[PROVIDED ENTRIES Boundary: Start]

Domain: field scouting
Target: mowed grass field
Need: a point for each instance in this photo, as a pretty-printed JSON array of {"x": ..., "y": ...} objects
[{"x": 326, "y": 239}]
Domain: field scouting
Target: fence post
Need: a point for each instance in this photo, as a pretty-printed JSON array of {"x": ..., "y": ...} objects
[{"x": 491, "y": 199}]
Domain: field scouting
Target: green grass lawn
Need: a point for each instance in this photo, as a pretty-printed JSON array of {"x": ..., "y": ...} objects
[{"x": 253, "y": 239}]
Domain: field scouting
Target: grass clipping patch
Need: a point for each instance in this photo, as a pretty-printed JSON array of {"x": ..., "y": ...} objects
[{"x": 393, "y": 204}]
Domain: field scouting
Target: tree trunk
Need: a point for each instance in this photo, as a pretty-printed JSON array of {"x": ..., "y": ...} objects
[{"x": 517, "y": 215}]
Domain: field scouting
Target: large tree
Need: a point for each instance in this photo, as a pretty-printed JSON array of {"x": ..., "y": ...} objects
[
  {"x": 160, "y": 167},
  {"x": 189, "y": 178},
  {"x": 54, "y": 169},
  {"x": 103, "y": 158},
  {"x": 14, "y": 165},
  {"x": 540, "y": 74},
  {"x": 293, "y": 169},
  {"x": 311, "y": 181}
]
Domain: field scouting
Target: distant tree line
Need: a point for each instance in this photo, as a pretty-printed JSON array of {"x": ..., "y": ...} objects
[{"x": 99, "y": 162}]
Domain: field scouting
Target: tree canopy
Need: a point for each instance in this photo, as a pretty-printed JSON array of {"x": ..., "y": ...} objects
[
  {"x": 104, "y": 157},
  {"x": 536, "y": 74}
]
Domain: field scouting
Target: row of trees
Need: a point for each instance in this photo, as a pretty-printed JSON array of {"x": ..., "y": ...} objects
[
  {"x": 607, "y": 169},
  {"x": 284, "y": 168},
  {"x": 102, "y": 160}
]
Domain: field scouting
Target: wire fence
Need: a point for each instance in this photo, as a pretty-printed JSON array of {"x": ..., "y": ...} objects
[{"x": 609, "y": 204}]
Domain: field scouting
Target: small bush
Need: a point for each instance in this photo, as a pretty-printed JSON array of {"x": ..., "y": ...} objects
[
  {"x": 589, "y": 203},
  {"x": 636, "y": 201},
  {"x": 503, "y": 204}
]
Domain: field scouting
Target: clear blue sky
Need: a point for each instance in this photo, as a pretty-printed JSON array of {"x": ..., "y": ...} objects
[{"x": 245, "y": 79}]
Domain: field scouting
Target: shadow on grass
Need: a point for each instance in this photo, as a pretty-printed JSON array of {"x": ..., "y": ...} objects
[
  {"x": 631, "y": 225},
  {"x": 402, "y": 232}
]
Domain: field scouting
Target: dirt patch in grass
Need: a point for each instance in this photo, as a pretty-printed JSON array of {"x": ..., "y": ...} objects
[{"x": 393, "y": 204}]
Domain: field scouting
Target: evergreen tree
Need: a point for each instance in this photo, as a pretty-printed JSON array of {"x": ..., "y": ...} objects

[PROVIDED ENTRIES Boundary: End]
[PROVIDED ENTRIES Boundary: Start]

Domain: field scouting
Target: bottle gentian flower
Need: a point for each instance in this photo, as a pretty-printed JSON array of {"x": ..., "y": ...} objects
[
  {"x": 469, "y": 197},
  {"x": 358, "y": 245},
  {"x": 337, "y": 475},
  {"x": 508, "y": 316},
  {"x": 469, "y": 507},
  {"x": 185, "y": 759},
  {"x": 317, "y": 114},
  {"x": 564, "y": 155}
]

[PROVIDED ENTRIES Boundary: End]

THE TASK — There is a run of lines above from the one with "Target: fence post" to the one with "Target: large tree"; print exactly that run, both ends included, and nothing else.

OUTPUT BELOW —
Target: fence post
Need: a point for each instance in this photo, as a pretty-printed JSON array of {"x": ..., "y": ...} objects
[{"x": 491, "y": 199}]
Domain: field scouting
Target: green grass lawn
Need: a point for each instance in this photo, as a pretty-printed JSON array of {"x": ..., "y": ...} objects
[{"x": 253, "y": 239}]
Domain: field scouting
Target: grass clipping patch
Need: a point for each instance in this photo, as a pretty-printed JSON array of {"x": ..., "y": ...} objects
[{"x": 393, "y": 204}]
Domain: field scouting
Target: tree trunk
Need: a point for each instance in this photo, as a pretty-printed JSON array of {"x": ..., "y": ...} objects
[{"x": 517, "y": 215}]
Domain: field scouting
Target: large tree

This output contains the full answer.